## Objective
The records below are to be quoted in full; please keep every word exact.

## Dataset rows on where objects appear

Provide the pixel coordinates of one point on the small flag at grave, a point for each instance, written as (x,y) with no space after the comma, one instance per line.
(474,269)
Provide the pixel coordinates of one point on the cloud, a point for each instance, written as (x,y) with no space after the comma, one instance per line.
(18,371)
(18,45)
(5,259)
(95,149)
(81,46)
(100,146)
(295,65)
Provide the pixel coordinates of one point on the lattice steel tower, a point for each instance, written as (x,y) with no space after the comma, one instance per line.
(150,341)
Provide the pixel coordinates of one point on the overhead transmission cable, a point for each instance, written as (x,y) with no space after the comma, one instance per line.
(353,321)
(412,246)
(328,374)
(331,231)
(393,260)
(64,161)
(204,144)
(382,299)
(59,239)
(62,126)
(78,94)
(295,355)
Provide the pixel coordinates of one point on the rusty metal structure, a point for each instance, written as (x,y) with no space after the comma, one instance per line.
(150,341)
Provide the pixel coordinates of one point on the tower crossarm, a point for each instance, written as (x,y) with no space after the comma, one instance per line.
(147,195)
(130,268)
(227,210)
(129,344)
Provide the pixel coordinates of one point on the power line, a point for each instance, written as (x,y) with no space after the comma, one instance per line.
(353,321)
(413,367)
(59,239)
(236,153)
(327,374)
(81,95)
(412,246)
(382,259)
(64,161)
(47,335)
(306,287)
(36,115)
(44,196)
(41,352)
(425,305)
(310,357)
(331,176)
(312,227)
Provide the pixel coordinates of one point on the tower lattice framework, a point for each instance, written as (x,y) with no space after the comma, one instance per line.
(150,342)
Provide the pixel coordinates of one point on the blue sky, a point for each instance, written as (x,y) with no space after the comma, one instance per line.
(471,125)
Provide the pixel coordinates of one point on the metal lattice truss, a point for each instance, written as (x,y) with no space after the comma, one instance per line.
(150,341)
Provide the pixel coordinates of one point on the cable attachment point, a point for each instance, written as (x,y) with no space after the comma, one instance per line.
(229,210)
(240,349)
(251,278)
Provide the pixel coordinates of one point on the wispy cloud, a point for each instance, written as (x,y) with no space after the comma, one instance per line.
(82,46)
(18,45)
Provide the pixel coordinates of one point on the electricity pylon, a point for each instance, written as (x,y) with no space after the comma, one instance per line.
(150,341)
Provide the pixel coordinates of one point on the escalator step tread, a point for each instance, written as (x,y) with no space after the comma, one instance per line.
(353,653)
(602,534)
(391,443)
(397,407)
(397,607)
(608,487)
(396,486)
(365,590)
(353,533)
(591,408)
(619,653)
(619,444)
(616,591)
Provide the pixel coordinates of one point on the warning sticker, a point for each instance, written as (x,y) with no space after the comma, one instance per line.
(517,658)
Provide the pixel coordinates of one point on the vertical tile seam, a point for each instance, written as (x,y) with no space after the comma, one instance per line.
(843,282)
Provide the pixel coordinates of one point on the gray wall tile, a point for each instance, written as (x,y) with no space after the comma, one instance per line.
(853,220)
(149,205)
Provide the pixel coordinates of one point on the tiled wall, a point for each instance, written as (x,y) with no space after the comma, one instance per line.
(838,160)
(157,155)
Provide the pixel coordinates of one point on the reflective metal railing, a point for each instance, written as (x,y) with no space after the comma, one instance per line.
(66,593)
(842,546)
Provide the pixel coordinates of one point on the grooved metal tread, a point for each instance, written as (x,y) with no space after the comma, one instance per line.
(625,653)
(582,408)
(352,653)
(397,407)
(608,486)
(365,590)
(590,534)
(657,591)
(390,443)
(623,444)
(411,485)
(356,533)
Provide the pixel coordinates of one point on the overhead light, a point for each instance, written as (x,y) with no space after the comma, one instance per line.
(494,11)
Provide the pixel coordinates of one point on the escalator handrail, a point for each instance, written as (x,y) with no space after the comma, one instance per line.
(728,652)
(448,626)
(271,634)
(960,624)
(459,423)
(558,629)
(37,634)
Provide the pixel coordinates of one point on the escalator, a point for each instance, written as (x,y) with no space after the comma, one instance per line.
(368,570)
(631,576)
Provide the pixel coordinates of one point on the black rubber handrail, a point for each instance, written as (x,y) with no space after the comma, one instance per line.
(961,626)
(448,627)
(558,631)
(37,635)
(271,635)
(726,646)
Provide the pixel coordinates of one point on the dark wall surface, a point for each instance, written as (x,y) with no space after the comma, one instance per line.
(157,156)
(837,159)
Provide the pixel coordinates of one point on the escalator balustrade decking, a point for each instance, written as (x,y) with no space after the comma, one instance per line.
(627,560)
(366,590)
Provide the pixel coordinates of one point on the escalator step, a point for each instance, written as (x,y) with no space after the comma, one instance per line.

## Answer to this problem
Provide the pixel coordinates of one point on the small flag at grave, a point for each instance, written as (x,y) with no space after the comma, one instance per line.
(474,269)
Provide the pixel coordinates of one point on the cloud, a point for each instance, written as (x,y) with no space after the comma, one instance per line.
(18,371)
(18,45)
(5,259)
(95,149)
(81,46)
(100,146)
(295,65)
Provide the pixel coordinates of one point on the lattice steel tower, a point for each instance, written as (x,y) with no space after the comma, one instance per line.
(150,341)
Provide the pixel coordinates of one point on the overhead transmission cable, a point for each instance, written as (x,y) with no space after the comma, one instance per line.
(353,321)
(412,246)
(328,374)
(331,231)
(393,260)
(64,161)
(204,144)
(382,299)
(59,239)
(62,126)
(78,94)
(295,355)
Provide the pixel coordinates of one point on the rusty metal structure, a point for each instance, written as (x,y) with no space after the comma, one instance per line.
(150,341)
Provide the pixel coordinates of one point on the tower crossarm, a point for each instance, written as (x,y) with no space after the comma, one instance per line.
(147,195)
(130,268)
(227,210)
(129,344)
Provide the pixel coordinates of one point on the power line, a point for each instance, written as (x,y) with no space after the comma, one instance per line.
(353,321)
(413,367)
(59,239)
(236,153)
(327,374)
(81,95)
(412,246)
(382,259)
(64,161)
(47,335)
(306,287)
(36,115)
(44,196)
(41,352)
(425,305)
(310,357)
(331,176)
(312,227)
Provide the pixel coordinates of one point on the tower lattice framework, a point for each instance, written as (x,y) with no space after the comma, one instance per line.
(150,342)
Provide the pixel coordinates of one point on the blue sky, a point for each instance, written as (x,y) with no space after the comma, one instance per line.
(471,125)
Provide the pixel coordinates of one point on the metal lattice truss, a point for each instance, written as (x,y) with no space after the comma, one instance per line.
(150,341)
Provide the pixel coordinates of one point on the cable attachment point, a point for each instance, written as (x,y) with no space after the comma, one instance per line.
(229,210)
(240,349)
(251,278)
Provide the pixel coordinates of one point on the wispy cloud, a point for each instance, written as (x,y) with no space after the comma, one instance per line.
(82,46)
(18,45)
Provide the pixel coordinates of one point on the electricity pylon, a point for each instance, written as (x,y) with no space after the comma, one instance per line.
(150,341)
Provide the pixel coordinates of one point on the escalator step tread, a point for each instance, written as (x,y) with no space after the comma, one instance per line.
(353,653)
(602,534)
(391,443)
(397,407)
(397,607)
(608,487)
(396,486)
(365,590)
(353,533)
(591,408)
(619,653)
(619,444)
(616,591)
Provide the pixel coordinates of one point on the warning sticker, a point for each instance, written as (x,y) with no space after the comma, one instance per line.
(517,658)
Provide the pixel coordinates of one point on the vertical tile seam, a point for each instance, written as (x,y) with no space after the comma, one instance per line.
(843,282)
Provide the pixel coordinates of one point on the gray wall tile, a point for each instance, written as (x,y) with no space after the comma, one instance per line.
(853,220)
(149,205)
Provide the pixel coordinates of one point on the tiled wall, a point for each instance, written as (x,y) with no space after the comma, one instance per line.
(838,160)
(157,155)
Provide the pixel coordinates of one point on the reflective metal railing, a point for each instance, written as (x,y) with no space after the comma, one instance per line.
(66,593)
(842,546)
Provide the pixel coordinates of one point on the grooved metal tread, a point for each instance, written as (x,y) with no space after the comma, one instance per line.
(625,653)
(582,408)
(352,653)
(397,407)
(608,486)
(365,590)
(590,534)
(657,591)
(390,443)
(623,444)
(411,485)
(356,533)
Provide the pixel coordinates of one point on the overhead light, a point for each instance, written as (x,y) with no space after the comma, one instance per line.
(494,11)
Provide the pixel coordinates of one point on the escalator handrail, a point for each instance, written as (x,y) with no space after the comma, one instance per line.
(728,652)
(448,626)
(271,634)
(960,624)
(459,423)
(558,629)
(37,634)
Provide the pixel coordinates of one point on the escalator, a point for each instance, written as (x,y) with no space after the comma, one instance per line.
(368,570)
(631,576)
Provide the pixel coordinates of one point on the black rubber handrail, a point for each instance, written as (x,y) with no space after the comma, one instance per line.
(961,626)
(448,627)
(558,631)
(37,635)
(271,635)
(726,646)
Provide the pixel coordinates of one point on the dark wall surface, a point for each instance, written as (x,y) with no space after the comma, one instance per line.
(157,156)
(837,159)
Provide the pixel coordinates of one point on the escalator balustrade decking, a point for each instance, written as (x,y) with no space after the comma, one instance per line.
(627,560)
(366,590)
Provide the pixel coordinates of one point on the escalator step, a point for each instance, written as (x,y) with no space after the comma, one instance per line.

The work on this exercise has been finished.